_YOUR ASSIGNMENT_
Restate all the lines below word for word, but omit the pictures.

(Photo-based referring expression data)
* * *

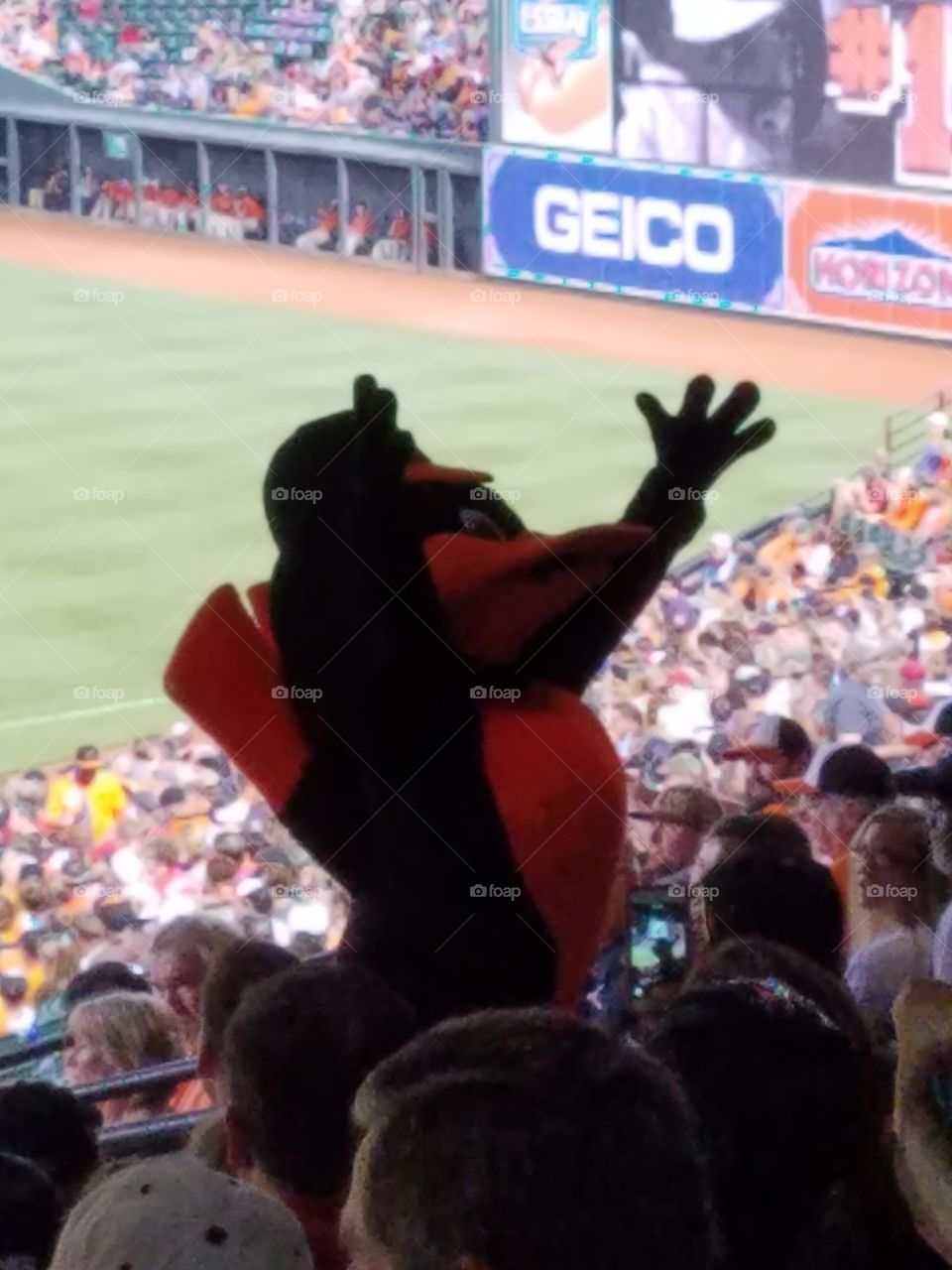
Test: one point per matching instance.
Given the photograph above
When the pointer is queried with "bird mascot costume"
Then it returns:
(407, 693)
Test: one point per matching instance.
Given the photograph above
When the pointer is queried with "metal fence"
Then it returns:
(118, 167)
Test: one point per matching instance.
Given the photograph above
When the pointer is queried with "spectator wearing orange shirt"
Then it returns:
(324, 235)
(358, 231)
(400, 227)
(222, 202)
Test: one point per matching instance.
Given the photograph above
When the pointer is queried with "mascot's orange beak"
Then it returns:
(420, 471)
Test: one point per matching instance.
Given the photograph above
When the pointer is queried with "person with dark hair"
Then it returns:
(793, 1129)
(55, 1130)
(763, 959)
(843, 785)
(751, 832)
(231, 974)
(100, 979)
(30, 1214)
(524, 1141)
(896, 887)
(295, 1055)
(777, 896)
(777, 748)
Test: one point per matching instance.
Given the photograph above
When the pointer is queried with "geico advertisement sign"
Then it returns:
(633, 230)
(622, 227)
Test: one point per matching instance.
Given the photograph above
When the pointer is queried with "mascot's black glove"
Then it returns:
(693, 447)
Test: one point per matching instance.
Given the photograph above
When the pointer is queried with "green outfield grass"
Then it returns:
(177, 403)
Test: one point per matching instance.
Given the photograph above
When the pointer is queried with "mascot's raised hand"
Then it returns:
(697, 444)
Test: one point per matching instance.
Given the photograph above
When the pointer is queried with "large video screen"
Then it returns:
(400, 67)
(830, 90)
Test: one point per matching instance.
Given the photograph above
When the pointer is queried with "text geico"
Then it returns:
(622, 227)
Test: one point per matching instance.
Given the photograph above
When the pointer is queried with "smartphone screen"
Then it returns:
(657, 942)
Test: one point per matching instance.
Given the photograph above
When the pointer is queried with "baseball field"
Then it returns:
(145, 382)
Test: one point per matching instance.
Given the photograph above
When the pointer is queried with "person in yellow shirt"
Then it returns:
(86, 797)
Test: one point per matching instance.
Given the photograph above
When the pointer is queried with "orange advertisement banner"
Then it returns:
(870, 259)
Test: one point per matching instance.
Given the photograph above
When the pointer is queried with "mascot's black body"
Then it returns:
(408, 694)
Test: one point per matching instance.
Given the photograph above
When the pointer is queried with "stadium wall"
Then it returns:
(806, 176)
(122, 167)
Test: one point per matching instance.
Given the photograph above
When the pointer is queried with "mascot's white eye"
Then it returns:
(479, 524)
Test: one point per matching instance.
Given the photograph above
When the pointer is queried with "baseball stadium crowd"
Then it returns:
(783, 710)
(413, 67)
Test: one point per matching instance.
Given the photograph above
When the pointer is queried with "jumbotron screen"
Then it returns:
(833, 90)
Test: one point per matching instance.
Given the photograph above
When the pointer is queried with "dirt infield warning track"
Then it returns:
(802, 358)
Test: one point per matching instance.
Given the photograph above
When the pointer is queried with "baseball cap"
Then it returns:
(683, 804)
(843, 771)
(771, 738)
(87, 758)
(175, 1213)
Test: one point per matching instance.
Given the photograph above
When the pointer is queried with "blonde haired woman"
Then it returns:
(898, 888)
(121, 1033)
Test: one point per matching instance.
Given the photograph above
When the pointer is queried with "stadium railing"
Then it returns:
(904, 430)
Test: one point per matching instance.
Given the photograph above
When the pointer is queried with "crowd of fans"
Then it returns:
(775, 1092)
(407, 67)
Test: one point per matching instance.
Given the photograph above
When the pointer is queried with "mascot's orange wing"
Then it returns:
(225, 675)
(497, 594)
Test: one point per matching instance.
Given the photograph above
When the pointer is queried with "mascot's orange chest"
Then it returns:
(498, 594)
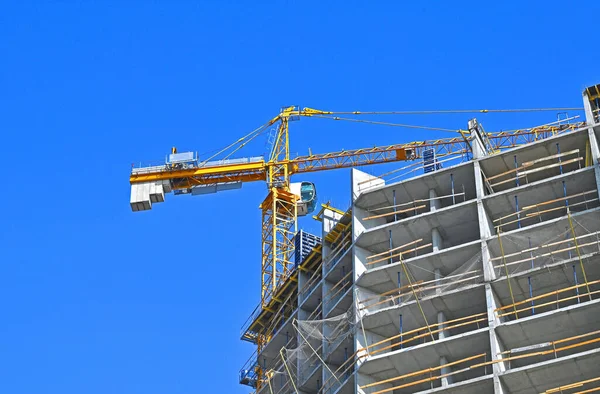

* * *

_FINISHED TASK_
Test: one point per matching instance.
Given the photograph above
When the pointer is queried with "bird mascot costume"
Then it returns:
(407, 693)
Test: one point per matching instance.
Given the photograph above
When the pointer is queried with "metal fence"
Then it returns:
(118, 167)
Test: one point per matching instance.
Given the photograph above
When the pointer is queried with "spectator wearing orange shirt"
Then it returns:
(324, 235)
(358, 231)
(400, 227)
(222, 202)
Test: one point per matching instance.
Given the photograph above
When the pointer is queried with "mascot's orange beak"
Then it returns:
(420, 471)
Test: one point per matching instance.
Given the photograph above
When the pointer is queried with "person with dark hair"
Then it returns:
(793, 1129)
(55, 1130)
(763, 959)
(843, 785)
(751, 832)
(231, 974)
(100, 979)
(30, 1214)
(524, 1141)
(896, 887)
(295, 1055)
(777, 896)
(777, 748)
Test: one point per matching instance.
Given the photograph above
When the pointer is queried with "geico advertisement sign"
Then it returns:
(633, 230)
(622, 227)
Test: one point per matching instance.
Given the photograph above
When the pointer is queried with "mascot's black glove"
Then it returns:
(693, 447)
Test: one point per matching instance.
Given the photograph above
When the pointer is queried with "green outfield grass"
Then it returns:
(177, 403)
Test: one point per matching instance.
Given the photograph above
When the pointer is queried with "mascot's raised hand"
Then it returns:
(697, 444)
Test: one point per matching instance.
Given the photograph above
When the pointer is queried with "large video screen"
Then it returns:
(400, 67)
(830, 90)
Test: one point per matching instance.
Given the photograph above
When the pointer is queried with "text geico"
Then it returns:
(622, 227)
Test: one point per matching instance.
Given the photograph above
When the pointer is queried with "smartphone screen"
Then it returns:
(657, 942)
Test: one point per matching instance.
Given the photograph above
When the pointer is queried with "baseball field"
Then it returns:
(145, 382)
Test: one point per matching instance.
Given the photograph above
When the pointer is queried with "person in yellow shirt"
Then it returns:
(86, 797)
Test: one point per matching instance.
Given the photograph above
When the pointer is queried with "orange advertisement banner"
Then it returns:
(870, 259)
Test: one point per matching instance.
Given the photograph above
When the pointer is queried with "mascot's black body"
Then it returns:
(408, 694)
Test: one point per matching instance.
Given the photograph above
When the pointer is queried with "stadium wall"
Then it returns:
(806, 176)
(122, 167)
Test: one point per matching instance.
Given the photograph above
When the pointer is queried with "mascot's white eye"
Then it returns:
(479, 524)
Test: one point per matching instance.
Given the photograph above
When the pointer is queried with "baseball stadium crowd"
Then it returns:
(783, 710)
(413, 67)
Test: one point per matching instance.
Given the photograph above
When the pointer is queried with "jumbotron screen"
Then it returns:
(833, 90)
Test: one point per matching instance.
Given the photograph above
When the pointer is queried with "dirt infield warning track"
Then it returns:
(802, 358)
Test: one point per matching instance.
Given the photograph above
When the pointer is queried with "baseball cap"
Then it returns:
(683, 804)
(843, 771)
(771, 738)
(87, 758)
(175, 1213)
Test: one point per matching instance.
Given the photograph above
When the pointer is queried with "blonde haired woman"
Then it returns:
(898, 888)
(121, 1033)
Test: one point per matching instance.
Given the photograph above
When the pointer is queried with "stadium railing"
Then it returns:
(904, 430)
Test: one point per matching instance.
Given the photograph above
When the pointer is queried with "crowd of fans"
Then it returns:
(775, 1092)
(407, 67)
Test: one point per matching instance.
Given the photograph above
When the pointer is queried with "mascot's orange wing"
Then it returns:
(225, 675)
(497, 594)
Test: one point per matching instance.
Given the photograph above
When the pointer is queried with "mascot's orange chest"
Then it returns:
(498, 594)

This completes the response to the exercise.